**Objectives**
**1)** Please list each place named in the passage on recession and family planning below.
**2)** Reproduce the passage on recession and family planning word for word, from "While the couple" up to and including "and heavy hearts.".

**Page extract**

While the couple were planning their October wedding, Montag's husband, Paul, lost the job he had held for seven years selling ads. His unemployment benefits will run out soon, leaving the newlyweds with two mortgages and heavy hearts.
"I definitely cannot think about getting pregnant now," said Montag, a marketing communications manager for a nonprofit organization in St. Paul. "I hope that a new job and a house sale will change things for us. But I am not too confident about the future right now."
As the financial crisis reverberates through Wall Street, Washington, and beyond, it is taking a personal toll on couples who are making the painful decision to postpone starting - or growing - their families. Once hopeful about their ability to provide for children, prospective parents are now filled with gnawing doubts as jobs vanish and retirement savings dwindle - even as the cost of having and rearing a child rises.
Many economists fear the recession will become one of the worst since the Great Depression. When that hit in the 1930s, the birthrate dropped precipitously, and the effects of having fewer people in the workforce rippled through the economy two decades later.

**Extracted information**

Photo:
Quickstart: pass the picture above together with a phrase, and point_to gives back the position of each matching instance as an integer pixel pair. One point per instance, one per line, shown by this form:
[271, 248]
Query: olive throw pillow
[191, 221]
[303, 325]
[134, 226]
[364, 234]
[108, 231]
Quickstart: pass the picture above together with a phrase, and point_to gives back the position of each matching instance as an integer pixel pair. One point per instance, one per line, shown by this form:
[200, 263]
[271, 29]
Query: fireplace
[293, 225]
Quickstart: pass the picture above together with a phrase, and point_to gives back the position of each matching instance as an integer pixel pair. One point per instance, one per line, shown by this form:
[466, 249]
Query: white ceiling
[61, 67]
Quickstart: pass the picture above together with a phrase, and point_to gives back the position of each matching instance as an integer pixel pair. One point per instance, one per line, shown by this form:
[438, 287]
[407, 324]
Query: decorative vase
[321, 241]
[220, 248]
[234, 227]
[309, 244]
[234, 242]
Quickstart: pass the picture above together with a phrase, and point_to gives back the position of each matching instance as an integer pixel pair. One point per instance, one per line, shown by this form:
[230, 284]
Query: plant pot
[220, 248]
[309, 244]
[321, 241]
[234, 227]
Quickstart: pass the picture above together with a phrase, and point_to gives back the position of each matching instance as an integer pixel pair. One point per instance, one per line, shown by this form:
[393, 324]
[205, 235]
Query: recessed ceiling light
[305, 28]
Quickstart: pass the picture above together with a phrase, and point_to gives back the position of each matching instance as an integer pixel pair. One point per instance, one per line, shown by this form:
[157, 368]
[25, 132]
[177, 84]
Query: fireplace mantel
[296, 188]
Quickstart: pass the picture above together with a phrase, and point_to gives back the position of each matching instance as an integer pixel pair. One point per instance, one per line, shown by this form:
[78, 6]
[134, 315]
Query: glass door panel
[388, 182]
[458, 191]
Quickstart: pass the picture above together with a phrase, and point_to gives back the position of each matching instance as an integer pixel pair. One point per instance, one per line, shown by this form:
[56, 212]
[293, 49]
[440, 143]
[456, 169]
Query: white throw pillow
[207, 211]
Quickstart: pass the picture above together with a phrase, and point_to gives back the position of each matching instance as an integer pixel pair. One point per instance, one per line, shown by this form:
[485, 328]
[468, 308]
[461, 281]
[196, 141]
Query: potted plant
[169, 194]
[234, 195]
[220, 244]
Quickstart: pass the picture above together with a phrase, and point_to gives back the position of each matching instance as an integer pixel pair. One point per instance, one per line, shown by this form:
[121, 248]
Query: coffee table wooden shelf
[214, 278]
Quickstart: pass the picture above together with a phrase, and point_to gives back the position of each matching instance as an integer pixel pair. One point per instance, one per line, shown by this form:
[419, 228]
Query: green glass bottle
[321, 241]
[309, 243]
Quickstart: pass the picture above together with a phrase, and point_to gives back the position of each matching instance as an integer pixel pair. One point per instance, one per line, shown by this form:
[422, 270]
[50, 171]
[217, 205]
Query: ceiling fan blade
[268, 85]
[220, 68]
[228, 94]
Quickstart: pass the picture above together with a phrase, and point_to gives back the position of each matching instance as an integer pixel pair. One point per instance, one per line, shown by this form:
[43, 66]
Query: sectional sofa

**Solutions per task**
**1)** St. Paul, Wall Street, Washington

**2)**
While the couple were planning their October wedding, Montag's husband, Paul, lost the job he had held for seven years selling ads. His unemployment benefits will run out soon, leaving the newlyweds with two mortgages and heavy hearts.